• [Objective]: In the forum thread on slow Fortran I/O, what is the name on VMS of the extra layer that DEC placed between Fortran and the system?

• [Source extract]:
- - -
[net.lang] Slow Fortran I/O

jlg@lanl-a.UUCP (06/28/84)

>I have no complaint with FORTRAN's number-crunching abilities, but when it
>comes to I/O the language is a big loss.  Just recently, on our RT-11 V5.1
>system, we replaced one output subroutine in a graphics library which did its
>I/O with a FORTRAN WRITE with the equivalent subroutine using RT-11 Syslib I/O.
>This resulted in a speedup of something like 600%.  The net result was that the
>Prof. in charge bitched us out for not having done it 2 years ago, since it
>only took 5 minutes to make the change.

This isn't Fortran's fault, it's the I/O library!  I'm not surprised either
since the VMS I/O library is VERY slow.  There is no good reason for Fortran
I/O to be any slower than direct system calls (except for a small ammount
of overhead related to library table maintenance).  For some reason, DEC
chose to put a whole extra level of complexity between Fortran and the
system (called 'Record Manager' on VMS) which is as slow as molasses.

DON'T BLAME THE LANGUAGE FOR AN IMPLEMENTATION DEFECT!!

steven@mcvax.UUCP (Steven Pemberton) (07/03/84)

> This isn't Fortran's fault, it's the I/O library! There is no good reason
> for Fortran I/O to be any slower than direct system calls (except for a
> small amount of overhead related to library table maintenance).
- - -
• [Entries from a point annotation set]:
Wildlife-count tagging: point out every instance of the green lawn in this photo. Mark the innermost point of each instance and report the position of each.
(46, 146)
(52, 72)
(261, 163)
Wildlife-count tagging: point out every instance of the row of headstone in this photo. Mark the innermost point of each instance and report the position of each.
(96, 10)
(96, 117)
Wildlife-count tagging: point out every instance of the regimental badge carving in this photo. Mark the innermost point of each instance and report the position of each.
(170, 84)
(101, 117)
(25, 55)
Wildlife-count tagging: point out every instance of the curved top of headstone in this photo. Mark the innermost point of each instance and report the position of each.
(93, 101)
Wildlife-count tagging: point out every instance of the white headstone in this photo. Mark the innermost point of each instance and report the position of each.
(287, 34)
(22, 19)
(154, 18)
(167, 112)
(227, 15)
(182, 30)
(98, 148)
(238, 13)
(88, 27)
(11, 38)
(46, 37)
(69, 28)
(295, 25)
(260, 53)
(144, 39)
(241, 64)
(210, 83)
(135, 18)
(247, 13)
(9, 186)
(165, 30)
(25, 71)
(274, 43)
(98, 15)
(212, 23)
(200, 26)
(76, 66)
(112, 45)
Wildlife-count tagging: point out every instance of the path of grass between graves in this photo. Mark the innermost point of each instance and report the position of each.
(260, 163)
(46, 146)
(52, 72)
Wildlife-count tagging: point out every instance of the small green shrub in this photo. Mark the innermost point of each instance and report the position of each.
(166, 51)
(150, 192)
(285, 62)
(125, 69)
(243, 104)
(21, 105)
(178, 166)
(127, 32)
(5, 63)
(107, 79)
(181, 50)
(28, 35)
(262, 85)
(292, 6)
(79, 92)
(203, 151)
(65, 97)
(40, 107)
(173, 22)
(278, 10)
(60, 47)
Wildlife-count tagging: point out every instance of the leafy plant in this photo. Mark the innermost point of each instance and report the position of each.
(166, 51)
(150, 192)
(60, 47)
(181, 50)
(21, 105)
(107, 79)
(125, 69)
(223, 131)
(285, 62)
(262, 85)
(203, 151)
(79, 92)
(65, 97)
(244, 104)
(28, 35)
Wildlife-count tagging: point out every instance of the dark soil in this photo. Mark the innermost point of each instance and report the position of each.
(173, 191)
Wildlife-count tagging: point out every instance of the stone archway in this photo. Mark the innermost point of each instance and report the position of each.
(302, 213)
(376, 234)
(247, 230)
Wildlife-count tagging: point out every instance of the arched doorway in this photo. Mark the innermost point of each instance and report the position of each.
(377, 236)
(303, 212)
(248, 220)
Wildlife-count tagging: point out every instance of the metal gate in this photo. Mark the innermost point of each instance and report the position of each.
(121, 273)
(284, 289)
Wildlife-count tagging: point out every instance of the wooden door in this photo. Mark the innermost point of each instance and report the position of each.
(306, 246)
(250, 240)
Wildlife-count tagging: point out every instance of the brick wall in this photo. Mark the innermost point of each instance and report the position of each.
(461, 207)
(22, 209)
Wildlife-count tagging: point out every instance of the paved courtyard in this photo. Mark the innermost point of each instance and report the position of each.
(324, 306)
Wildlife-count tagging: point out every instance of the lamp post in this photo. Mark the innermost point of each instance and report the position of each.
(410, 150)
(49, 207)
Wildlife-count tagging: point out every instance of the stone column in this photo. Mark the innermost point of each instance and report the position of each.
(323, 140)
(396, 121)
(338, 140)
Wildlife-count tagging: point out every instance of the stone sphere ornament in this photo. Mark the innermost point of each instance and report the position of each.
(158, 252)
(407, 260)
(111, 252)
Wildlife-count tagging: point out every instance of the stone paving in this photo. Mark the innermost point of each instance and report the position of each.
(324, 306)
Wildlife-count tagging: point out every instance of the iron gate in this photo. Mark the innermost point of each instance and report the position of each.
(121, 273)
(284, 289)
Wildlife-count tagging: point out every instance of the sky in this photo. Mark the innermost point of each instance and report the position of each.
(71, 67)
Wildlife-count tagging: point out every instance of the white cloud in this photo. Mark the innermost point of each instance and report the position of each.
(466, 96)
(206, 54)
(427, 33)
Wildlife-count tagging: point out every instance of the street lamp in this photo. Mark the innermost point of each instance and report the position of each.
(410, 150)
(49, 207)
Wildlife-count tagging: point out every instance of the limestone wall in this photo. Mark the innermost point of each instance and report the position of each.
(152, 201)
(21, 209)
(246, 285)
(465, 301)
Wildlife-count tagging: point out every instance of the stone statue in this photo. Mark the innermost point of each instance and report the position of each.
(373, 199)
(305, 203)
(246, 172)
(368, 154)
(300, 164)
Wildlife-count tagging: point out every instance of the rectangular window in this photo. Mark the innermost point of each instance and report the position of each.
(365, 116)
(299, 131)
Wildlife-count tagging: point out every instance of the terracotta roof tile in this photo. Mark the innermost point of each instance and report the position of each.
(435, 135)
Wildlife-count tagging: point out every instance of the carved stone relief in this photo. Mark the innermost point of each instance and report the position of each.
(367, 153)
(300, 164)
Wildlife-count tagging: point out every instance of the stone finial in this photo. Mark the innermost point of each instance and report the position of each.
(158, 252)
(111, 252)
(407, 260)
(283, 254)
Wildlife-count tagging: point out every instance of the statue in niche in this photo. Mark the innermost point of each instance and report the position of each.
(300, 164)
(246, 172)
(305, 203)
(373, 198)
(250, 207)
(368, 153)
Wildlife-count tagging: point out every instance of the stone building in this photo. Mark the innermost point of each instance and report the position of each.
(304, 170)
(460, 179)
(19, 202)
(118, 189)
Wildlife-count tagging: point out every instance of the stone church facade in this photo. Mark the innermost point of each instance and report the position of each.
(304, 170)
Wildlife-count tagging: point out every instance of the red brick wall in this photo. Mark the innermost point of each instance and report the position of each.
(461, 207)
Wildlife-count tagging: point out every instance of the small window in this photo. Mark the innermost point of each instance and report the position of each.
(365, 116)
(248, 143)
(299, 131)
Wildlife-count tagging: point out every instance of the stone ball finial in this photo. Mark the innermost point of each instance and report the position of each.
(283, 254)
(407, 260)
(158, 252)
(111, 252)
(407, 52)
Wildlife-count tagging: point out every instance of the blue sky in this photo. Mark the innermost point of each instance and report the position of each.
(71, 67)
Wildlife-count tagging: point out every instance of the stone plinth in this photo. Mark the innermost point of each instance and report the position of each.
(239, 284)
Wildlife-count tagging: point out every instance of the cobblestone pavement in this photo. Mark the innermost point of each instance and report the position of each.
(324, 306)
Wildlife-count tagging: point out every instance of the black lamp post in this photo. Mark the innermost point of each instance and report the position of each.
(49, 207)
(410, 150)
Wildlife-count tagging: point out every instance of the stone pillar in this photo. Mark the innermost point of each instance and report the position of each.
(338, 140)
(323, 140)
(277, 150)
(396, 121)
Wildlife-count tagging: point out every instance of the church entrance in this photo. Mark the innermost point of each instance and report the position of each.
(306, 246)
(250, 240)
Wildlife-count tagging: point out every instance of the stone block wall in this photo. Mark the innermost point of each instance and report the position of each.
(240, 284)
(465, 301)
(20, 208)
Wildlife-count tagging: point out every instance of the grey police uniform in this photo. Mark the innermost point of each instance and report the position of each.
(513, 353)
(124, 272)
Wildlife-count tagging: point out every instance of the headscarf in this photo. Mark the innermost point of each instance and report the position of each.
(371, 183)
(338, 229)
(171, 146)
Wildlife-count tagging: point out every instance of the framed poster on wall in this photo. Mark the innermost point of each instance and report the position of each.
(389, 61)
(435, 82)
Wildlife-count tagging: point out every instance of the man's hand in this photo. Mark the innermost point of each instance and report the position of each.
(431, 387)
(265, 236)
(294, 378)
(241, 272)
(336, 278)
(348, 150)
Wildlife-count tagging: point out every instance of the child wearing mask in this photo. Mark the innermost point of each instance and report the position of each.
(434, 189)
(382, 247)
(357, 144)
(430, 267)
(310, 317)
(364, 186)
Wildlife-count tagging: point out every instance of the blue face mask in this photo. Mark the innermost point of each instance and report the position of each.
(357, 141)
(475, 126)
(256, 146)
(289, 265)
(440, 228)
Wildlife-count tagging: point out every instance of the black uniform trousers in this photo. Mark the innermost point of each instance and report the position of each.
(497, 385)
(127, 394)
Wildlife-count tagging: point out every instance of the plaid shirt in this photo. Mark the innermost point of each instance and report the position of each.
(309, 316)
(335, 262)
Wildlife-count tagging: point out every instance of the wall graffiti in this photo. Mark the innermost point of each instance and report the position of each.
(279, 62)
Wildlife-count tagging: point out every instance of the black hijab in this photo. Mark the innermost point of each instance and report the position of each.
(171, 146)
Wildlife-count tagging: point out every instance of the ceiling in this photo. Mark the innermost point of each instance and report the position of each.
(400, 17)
- - -
• [The result]: Record Manager